EXERCISE INSTRUCTIONS:
A. In the career advice essay, which two qualities does Silicon Valley value?
B. Carry on the career advice essay from where it stops.

EXTRACTED TEXT:
====================
Celine Halioua
Celine Halioua

Early career advice

2 November 2022

I get asked for career advice quite a bit. This is written from my perspective - American citizen from a middle class family, with educated parents with blue collar jobs. I’ll endeavor to add to this as I learn more and get more context.

Pay attention to and learn the social signals of the group(s) you want to crack. For example, Silicon Valley values conciseness and a specific brand of nerdiness (a different type of nerd from the classical scientist/academic). Learning these signals is important to getting into the right rooms and not getting immediately labeled as an outsider.

Get context for different socioeconomic classes, especially the ones ‘above’ you. Understand the social signals, values, norms. This will also give you better context for how the world works.

Dive extremely deeply into one area. Even if you do not end up working in that specific area, building deep context for the facets of one field will help you more quickly calibrate to other fields (by having a better idea of how deep a field goes, how much you don’t know, how to learn new things quickly, etc).

Don’t stay too long in that area. Unless you are looking to be a technical expert, understand when further depth in one specific area is too much of an opportunity cost.

Build combinations of competencies that are not usually found in one person. At this stage of your career, your advantage will never be depth of context. You can however build unique context at the intersection of fields that rarely touch. Build and own your own niche.

Understand which fields and areas require extreme technical competence, and which are hackable. Respect fields where you are incompetent and where years of experience and expertise are king. Learn to identify fields that seem like they are this way, but are actually hackable/learnable with effort and diligence.
====================
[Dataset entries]
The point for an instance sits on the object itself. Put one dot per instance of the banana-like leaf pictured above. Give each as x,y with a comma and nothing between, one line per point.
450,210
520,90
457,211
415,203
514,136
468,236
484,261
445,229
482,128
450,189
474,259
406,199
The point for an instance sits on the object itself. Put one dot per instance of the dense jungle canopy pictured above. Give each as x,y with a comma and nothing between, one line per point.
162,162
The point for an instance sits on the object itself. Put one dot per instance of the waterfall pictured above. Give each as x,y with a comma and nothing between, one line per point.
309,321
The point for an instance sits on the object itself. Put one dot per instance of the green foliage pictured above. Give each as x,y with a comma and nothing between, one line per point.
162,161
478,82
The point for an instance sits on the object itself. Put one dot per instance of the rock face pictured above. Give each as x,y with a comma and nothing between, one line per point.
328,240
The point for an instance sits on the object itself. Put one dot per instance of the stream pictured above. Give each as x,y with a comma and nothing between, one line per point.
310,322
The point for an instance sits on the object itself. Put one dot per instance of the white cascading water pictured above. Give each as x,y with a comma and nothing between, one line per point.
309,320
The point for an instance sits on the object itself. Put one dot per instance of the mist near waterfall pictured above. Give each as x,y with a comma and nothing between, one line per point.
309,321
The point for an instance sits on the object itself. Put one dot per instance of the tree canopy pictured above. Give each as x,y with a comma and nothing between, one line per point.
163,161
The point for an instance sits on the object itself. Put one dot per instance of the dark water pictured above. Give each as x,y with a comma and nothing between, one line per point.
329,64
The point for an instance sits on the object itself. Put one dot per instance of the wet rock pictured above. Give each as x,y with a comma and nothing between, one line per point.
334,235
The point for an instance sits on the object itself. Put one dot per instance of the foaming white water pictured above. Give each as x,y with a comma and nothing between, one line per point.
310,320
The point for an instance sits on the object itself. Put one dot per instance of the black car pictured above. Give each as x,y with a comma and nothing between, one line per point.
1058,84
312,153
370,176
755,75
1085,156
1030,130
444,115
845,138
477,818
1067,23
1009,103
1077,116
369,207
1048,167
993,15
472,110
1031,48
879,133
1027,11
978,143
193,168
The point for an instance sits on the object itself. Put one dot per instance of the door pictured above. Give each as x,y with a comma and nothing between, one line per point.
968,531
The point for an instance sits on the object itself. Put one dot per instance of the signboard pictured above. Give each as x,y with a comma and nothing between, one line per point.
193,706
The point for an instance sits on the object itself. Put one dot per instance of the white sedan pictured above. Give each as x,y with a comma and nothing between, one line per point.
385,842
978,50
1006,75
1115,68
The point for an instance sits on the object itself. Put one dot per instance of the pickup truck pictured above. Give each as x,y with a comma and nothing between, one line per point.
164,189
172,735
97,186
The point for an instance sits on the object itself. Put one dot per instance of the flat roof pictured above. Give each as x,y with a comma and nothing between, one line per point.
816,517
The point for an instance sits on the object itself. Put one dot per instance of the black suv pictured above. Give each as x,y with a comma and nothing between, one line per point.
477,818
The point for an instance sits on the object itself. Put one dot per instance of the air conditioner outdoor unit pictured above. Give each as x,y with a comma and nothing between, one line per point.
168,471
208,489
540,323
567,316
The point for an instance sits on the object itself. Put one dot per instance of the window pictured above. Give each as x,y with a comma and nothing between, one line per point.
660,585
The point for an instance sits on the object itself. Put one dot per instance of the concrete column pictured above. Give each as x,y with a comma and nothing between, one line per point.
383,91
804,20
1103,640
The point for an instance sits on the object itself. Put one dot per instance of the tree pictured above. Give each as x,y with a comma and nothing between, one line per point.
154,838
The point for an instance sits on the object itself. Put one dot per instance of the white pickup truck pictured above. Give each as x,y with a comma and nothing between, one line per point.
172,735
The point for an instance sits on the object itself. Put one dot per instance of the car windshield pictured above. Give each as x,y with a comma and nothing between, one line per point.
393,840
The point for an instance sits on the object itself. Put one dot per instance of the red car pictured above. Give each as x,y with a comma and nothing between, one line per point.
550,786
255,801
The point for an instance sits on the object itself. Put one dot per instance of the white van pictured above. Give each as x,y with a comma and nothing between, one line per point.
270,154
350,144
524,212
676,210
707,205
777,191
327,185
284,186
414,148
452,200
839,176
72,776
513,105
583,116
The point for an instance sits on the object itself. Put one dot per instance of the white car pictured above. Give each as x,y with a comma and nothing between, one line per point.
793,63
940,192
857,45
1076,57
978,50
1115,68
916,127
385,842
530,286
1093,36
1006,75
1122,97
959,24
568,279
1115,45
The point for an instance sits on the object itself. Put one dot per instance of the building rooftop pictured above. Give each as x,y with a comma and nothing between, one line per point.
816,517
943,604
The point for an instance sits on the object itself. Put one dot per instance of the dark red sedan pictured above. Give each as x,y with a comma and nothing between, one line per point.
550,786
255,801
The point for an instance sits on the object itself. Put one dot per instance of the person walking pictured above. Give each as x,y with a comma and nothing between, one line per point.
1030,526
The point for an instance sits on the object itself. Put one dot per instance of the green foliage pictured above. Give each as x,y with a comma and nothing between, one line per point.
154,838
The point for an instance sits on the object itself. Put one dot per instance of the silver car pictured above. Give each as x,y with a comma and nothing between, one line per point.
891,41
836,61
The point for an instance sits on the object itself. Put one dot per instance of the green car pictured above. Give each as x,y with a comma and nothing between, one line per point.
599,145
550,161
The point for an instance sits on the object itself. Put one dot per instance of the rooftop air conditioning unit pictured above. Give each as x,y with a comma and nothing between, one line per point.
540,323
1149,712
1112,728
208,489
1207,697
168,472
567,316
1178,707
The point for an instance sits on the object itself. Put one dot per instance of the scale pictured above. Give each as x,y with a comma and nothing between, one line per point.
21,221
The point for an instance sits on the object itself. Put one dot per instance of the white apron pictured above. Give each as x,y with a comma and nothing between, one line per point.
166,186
====================
ANSWERS BY ITEM:
A. Conciseness and a specific brand of nerdiness.

B.
Build quiet confidence. Figure out what drives your confidence and your insecurities. Build your confidence and work on your insecurities. Understand when you are making decisions based on your insecurities.

Understand the various career paths. Many people are only aware of doctor, businessman, lawyer. Dig into different fields and understand the variety of career paths. Talk to people in those careers and understand how they got there.

People will advise you to do what they did. College drop outs will advise you to skip your Bachelor’s, PhD drop outs like me will advise you to skip your dissertation. Take in the advice and normalize for this bias.

Understand why you are doing something. Many classic paths and desires are socially imprinted on you, such as management consulting being prestigious. It might still make sense for you to go to college, or do that graduate degree, or take that job, but understand why you are doing it and check in on those metrics.

Optimize to be the least competent/smart/ambitious/accomplished person in the room. Most importantly, realize when you have grown past one room and have the guts to move into the next one.

Ask for feedback constantly. Give people permission to give you brutal feedback. In my experience, everyone has a few brutal pieces of feedback that were key to them unlocking their next level of growth. Learn how to react well to feedback in the face of the giver.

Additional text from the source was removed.